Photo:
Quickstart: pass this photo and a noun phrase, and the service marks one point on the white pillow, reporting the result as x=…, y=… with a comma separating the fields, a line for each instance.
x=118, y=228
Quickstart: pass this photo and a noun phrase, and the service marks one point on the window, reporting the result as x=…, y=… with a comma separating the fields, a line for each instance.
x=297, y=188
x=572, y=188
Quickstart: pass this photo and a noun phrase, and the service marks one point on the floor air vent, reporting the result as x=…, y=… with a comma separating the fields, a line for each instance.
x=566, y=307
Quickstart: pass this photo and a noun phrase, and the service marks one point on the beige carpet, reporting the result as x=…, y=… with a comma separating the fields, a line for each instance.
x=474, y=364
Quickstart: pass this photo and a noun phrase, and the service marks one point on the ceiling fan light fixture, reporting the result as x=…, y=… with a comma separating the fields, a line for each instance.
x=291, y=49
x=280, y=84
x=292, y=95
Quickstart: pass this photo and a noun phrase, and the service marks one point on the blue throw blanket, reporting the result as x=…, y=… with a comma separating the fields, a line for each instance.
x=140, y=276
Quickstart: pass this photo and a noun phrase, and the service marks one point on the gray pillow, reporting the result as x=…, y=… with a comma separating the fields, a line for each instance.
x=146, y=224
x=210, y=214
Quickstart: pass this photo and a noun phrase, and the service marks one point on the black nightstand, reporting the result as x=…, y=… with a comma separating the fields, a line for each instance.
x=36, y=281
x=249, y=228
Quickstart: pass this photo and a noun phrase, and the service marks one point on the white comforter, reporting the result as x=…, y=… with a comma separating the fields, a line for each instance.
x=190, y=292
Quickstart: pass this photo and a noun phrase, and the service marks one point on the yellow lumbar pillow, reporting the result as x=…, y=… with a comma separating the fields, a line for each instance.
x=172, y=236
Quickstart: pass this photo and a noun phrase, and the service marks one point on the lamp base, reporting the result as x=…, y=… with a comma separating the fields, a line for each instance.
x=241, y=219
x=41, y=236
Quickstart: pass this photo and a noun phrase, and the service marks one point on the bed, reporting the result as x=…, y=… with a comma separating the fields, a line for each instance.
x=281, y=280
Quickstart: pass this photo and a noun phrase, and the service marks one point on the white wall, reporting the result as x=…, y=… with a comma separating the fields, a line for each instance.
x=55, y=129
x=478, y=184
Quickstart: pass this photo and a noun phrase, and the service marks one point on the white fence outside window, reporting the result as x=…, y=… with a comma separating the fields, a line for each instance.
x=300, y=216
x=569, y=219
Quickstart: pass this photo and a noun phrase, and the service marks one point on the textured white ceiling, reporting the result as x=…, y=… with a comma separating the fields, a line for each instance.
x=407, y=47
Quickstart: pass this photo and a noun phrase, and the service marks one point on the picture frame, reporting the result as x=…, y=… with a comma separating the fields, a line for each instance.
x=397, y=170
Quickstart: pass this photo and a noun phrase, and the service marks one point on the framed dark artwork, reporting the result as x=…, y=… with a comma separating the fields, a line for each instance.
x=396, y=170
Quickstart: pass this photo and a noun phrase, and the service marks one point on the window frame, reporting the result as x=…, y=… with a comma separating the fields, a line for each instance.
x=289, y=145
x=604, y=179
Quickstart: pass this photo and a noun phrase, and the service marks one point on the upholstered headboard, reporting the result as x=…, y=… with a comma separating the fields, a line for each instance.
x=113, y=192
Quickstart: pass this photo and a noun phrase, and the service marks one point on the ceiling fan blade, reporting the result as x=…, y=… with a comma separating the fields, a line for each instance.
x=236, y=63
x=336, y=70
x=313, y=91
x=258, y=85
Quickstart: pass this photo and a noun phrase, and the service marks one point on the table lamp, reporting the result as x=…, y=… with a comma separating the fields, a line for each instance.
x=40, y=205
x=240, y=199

#### Goal
Put every line of the data above into a Markdown table with the columns "Row" and "Line". Number the rows in order and leave out blank lines.

#### Expected answer
| Row | Line |
|---|---|
| 1 | Photo: |
| 2 | Quickstart: pass this photo and a noun phrase, and the service marks one point on the white pillow, reporting the result as x=…, y=… with a comma separating the fields, a line for each instance. |
| 3 | x=118, y=228 |
| 4 | Quickstart: pass this photo and a noun phrase, and the service marks one point on the window, reporting the result as x=…, y=… with a comma separating the fields, a line for each instance. |
| 5 | x=297, y=188 |
| 6 | x=572, y=188 |
| 7 | Quickstart: pass this photo and a noun phrase, and the service marks one point on the floor air vent, reporting the result as x=…, y=… with a comma separating the fields, a line for each instance. |
| 8 | x=566, y=307 |
| 9 | Quickstart: pass this photo and a noun phrase, and the service marks one point on the beige carpet, reporting the result as x=…, y=… with a comma separating the fields, a line for each instance. |
| 10 | x=474, y=364 |
| 11 | Quickstart: pass this photo and a noun phrase, and the service marks one point on the ceiling fan light fixture, reporting the result as x=…, y=… with a comma separating the fields, a line for each instance. |
| 12 | x=291, y=49 |
| 13 | x=280, y=84 |
| 14 | x=292, y=95 |
| 15 | Quickstart: pass this photo and a noun phrase, and the service marks one point on the blue throw blanket, reporting the result as x=…, y=… with a comma separating the fields, a line for each instance. |
| 16 | x=140, y=276 |
| 17 | Quickstart: pass this photo and a noun phrase, and the service marks one point on the gray pillow, reporting the result as x=…, y=… with a comma separating the fields, a line for each instance. |
| 18 | x=146, y=224 |
| 19 | x=210, y=214 |
| 20 | Quickstart: pass this photo and a noun phrase, and the service marks one point on the black nightstand, reporting the result as x=…, y=… with a comma separating the fields, a line for each instance. |
| 21 | x=36, y=281 |
| 22 | x=249, y=228 |
| 23 | Quickstart: pass this photo and a noun phrase, and the service marks one point on the white comforter, reporting the result as x=…, y=… with a comma separating the fields, a line for each instance. |
| 24 | x=190, y=292 |
| 25 | Quickstart: pass this photo and a noun phrase, and the service marks one point on the yellow lumbar pillow, reporting the result as x=…, y=… with a comma separating the fields, a line for each instance. |
| 26 | x=172, y=236 |
| 27 | Quickstart: pass this photo and a noun phrase, and the service marks one point on the lamp base, reporting the result as x=…, y=… with a comma separating the fields, a line for each instance. |
| 28 | x=241, y=219 |
| 29 | x=41, y=236 |
| 30 | Quickstart: pass this photo and a noun phrase, and the service marks one point on the bed, reporting the result as x=…, y=… with a comma separating the fields, a line for each instance. |
| 31 | x=281, y=280 |
| 32 | Quickstart: pass this photo and a noun phrase, and the service marks one point on the white wall, reporting the result as x=…, y=… with a comma separating the fields, a line for each instance. |
| 33 | x=55, y=129 |
| 34 | x=478, y=184 |
| 35 | Quickstart: pass this photo and a noun phrase, and the service marks one point on the white fence outside window, reporting the result as x=…, y=… with a comma separating the fields, a line for each instance. |
| 36 | x=300, y=216 |
| 37 | x=569, y=219 |
| 38 | Quickstart: pass this photo and a noun phrase, and the service marks one point on the textured white ceiling, reporting the result as x=…, y=… with a comma separating the fields, a line for each instance. |
| 39 | x=407, y=47 |
| 40 | Quickstart: pass this photo and a noun phrase, and the service marks one point on the picture frame, reporting the result as x=…, y=… with a comma separating the fields, a line for each instance. |
| 41 | x=397, y=170 |
| 42 | Quickstart: pass this photo and a noun phrase, and the service marks one point on the framed dark artwork, reporting the result as x=…, y=… with a comma separating the fields, a line for each instance. |
| 43 | x=396, y=170 |
| 44 | Quickstart: pass this photo and a noun phrase, and the service marks one point on the window frame, reporting the result as x=…, y=… with a comma separating the fields, a line for each instance. |
| 45 | x=289, y=145 |
| 46 | x=604, y=179 |
| 47 | Quickstart: pass this photo and a noun phrase, and the service marks one point on the upholstered headboard, reporting the result as x=…, y=… with a comma separating the fields, a line for each instance. |
| 48 | x=113, y=192 |
| 49 | Quickstart: pass this photo and a noun phrase, and the service marks one point on the ceiling fan blade, reporting the result as x=…, y=… with a comma separating the fields, a line for each instance. |
| 50 | x=236, y=63 |
| 51 | x=336, y=70 |
| 52 | x=313, y=91 |
| 53 | x=258, y=85 |
| 54 | Quickstart: pass this photo and a noun phrase, and the service marks one point on the table lamp, reporting the result as x=…, y=… with a comma separating the fields, a line for each instance. |
| 55 | x=40, y=205 |
| 56 | x=240, y=199 |